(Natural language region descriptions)

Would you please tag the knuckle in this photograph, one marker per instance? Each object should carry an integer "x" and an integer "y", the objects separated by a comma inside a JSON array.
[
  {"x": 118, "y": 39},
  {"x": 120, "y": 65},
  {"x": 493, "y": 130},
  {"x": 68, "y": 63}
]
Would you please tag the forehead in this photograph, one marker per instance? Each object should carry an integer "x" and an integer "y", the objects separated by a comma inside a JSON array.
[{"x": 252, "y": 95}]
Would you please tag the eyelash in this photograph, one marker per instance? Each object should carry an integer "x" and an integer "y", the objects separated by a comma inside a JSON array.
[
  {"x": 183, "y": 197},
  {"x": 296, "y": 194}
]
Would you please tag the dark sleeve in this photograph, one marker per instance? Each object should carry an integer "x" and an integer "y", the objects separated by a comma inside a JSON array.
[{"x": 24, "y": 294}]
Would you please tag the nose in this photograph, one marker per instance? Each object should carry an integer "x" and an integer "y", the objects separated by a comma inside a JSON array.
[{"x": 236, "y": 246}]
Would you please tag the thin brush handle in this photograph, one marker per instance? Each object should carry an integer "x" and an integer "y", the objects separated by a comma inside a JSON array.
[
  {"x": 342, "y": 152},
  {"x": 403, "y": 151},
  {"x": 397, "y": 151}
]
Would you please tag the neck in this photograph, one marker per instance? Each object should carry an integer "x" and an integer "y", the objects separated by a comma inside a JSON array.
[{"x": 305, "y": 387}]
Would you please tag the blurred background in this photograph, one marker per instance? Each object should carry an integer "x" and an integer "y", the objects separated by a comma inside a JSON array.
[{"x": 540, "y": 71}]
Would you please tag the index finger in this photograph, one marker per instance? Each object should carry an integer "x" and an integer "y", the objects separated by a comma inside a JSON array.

Required action
Each record should come back exactly as written.

Reply to the task
Would you please tag the knuckle in this photograph, one marker per instance? Each object should carry an integer "x" and an integer "y", the objects separated by a comma inside a JSON array.
[
  {"x": 118, "y": 39},
  {"x": 120, "y": 65},
  {"x": 493, "y": 130},
  {"x": 68, "y": 63}
]
Would you please tag the forehead in this photograph, one marker per instance? Each object should carry an integer "x" and an integer "y", the objects separated by a comma inside a JSON array.
[{"x": 252, "y": 95}]
Would you please tag the eyelash in this photograph, one marker per instance? Each object should carry an integer "x" and an integer "y", the objects separated by a comma inside a JSON array.
[
  {"x": 183, "y": 197},
  {"x": 296, "y": 194}
]
Would you please tag the dark sleeve in this photograph, one marker per instance? Each object should carry an integer "x" and an integer "y", the objects separated by a comma inside a JSON array.
[{"x": 24, "y": 294}]
Would you please tag the nose in this photograph, one marker per instance? Each object should carry an integer "x" and an integer "y", the objects separated by a comma inside a JSON array.
[{"x": 236, "y": 246}]
Would you please tag the thin brush handle in this photograph, one marker per instance? Each object should carry an integer "x" and an integer "y", the objects separated by a comma inside a JSON array.
[
  {"x": 342, "y": 152},
  {"x": 403, "y": 151},
  {"x": 397, "y": 151}
]
Would you please tag the neck in this photograph, one marker per instance? Each object should carry an integer "x" and an integer "y", the objects separated by a comma inside a JSON array.
[{"x": 305, "y": 387}]
Would you please tag the blurred background in this photograph, one marker per instance? Each object should carry an integer "x" and an integer "y", the objects separated by a comma inside a JSON array.
[{"x": 540, "y": 71}]
Would you please tag the index finger in this photograph, one marker per instance? Each object should carry an integer "x" and an integer "y", the objects separated by a comma inside a JSON array.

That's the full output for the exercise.